**The problem**
For every record beneath this instruction, give an exact repetition, omitting images.

**Data excerpts**
*** Block opens ***

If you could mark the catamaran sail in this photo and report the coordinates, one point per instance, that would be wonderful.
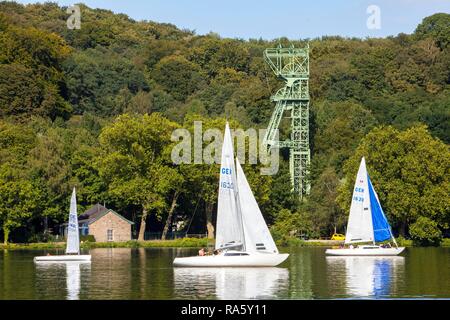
(367, 221)
(73, 239)
(359, 227)
(257, 234)
(229, 231)
(381, 227)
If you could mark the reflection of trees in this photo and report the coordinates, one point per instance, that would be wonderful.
(300, 282)
(427, 272)
(110, 273)
(230, 283)
(366, 276)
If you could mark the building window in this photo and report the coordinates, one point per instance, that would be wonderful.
(109, 235)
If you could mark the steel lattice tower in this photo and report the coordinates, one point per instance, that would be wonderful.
(292, 65)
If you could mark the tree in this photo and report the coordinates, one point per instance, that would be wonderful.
(437, 27)
(178, 76)
(425, 232)
(410, 172)
(134, 162)
(17, 201)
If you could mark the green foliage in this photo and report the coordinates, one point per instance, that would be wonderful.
(409, 170)
(17, 201)
(425, 232)
(63, 94)
(292, 224)
(437, 27)
(178, 76)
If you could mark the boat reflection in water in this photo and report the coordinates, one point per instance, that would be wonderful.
(46, 271)
(365, 276)
(230, 283)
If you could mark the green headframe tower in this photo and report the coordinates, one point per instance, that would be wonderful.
(292, 66)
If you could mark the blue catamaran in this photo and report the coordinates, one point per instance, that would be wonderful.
(367, 223)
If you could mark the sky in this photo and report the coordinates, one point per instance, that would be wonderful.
(271, 19)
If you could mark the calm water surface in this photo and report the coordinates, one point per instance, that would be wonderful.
(148, 274)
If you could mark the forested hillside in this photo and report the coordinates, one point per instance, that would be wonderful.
(95, 107)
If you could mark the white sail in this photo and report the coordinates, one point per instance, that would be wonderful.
(257, 234)
(73, 238)
(73, 280)
(229, 223)
(359, 226)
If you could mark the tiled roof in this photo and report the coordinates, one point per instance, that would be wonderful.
(96, 212)
(93, 212)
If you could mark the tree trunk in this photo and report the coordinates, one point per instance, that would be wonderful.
(209, 225)
(169, 216)
(5, 235)
(143, 224)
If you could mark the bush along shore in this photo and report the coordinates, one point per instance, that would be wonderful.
(187, 243)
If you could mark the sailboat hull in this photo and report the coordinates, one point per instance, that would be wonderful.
(365, 251)
(63, 258)
(250, 260)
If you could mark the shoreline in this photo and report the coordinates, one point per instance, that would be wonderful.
(181, 243)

*** Block closes ***

**Exercise response**
If you could mark the catamaran sail in this photo and report the coordinates, one point per instance, that would be wonderful.
(367, 221)
(73, 239)
(359, 227)
(257, 234)
(229, 231)
(381, 227)
If you could mark the reflection of trees in this photo and report the coordinates, one point per instance, that would be wonderful.
(300, 282)
(427, 272)
(110, 273)
(230, 283)
(366, 276)
If you could mark the building window in this photo and report the coordinates, one point per instance, that would be wonderful.
(109, 235)
If you could mark the steel lattice tower in this photo and report the coordinates, one point per instance, that would be wonderful.
(292, 65)
If you could mark the tree in this photo and report the coordinates, one point per instance, that would be wonderful.
(437, 27)
(178, 76)
(425, 232)
(410, 172)
(134, 162)
(17, 201)
If you could mark the green foliage in this photo and report the coordinates, one point per instance, that would be wonderful.
(409, 170)
(17, 201)
(425, 232)
(63, 94)
(292, 224)
(437, 27)
(178, 76)
If you could mark the boat reflection in water in this photo and report the coordinates, one point per instance, that would be wonderful.
(46, 271)
(365, 276)
(230, 283)
If you could mark the green headframe tower in this photo and report the coordinates, one point per instance, that would be wonderful.
(292, 66)
If you could mark the blue catamaran in this photo and report the coordinates, one point per instance, that would be wonderful.
(367, 223)
If you could mark the sky in this photo and report the coordinates, one point per instance, that would be wonderful.
(271, 19)
If you could mark the calm water surface in this photo and report the coordinates, one point per instance, that would be wonderful.
(148, 274)
If you could mark the forested hillside in this photo and report the coordinates, one point per instance, that would be wonderful.
(95, 107)
If you could mark the white sail in this photo and report the coordinates, one point per instance, that would be wonderful.
(257, 234)
(73, 238)
(73, 280)
(229, 223)
(359, 226)
If you could mark the tiled roof in this photo and report the coordinates, one point per instance, that would be wonderful.
(96, 212)
(93, 212)
If you could mark the tree trunk in this photo and report the coordinates, one point per instance, that would be wonderful.
(209, 225)
(169, 216)
(5, 235)
(143, 224)
If you could mark the bush along shore in this photo and report the coordinates, one point per instance, that would be wonderful.
(187, 243)
If you could mark the sailboat hull in this photo and report the coordinates, one point per instance, that would be wonderful.
(365, 251)
(63, 258)
(250, 260)
If you could mark the shoreline in this photo and report the coordinates, one point per instance, that would be wonderful.
(181, 243)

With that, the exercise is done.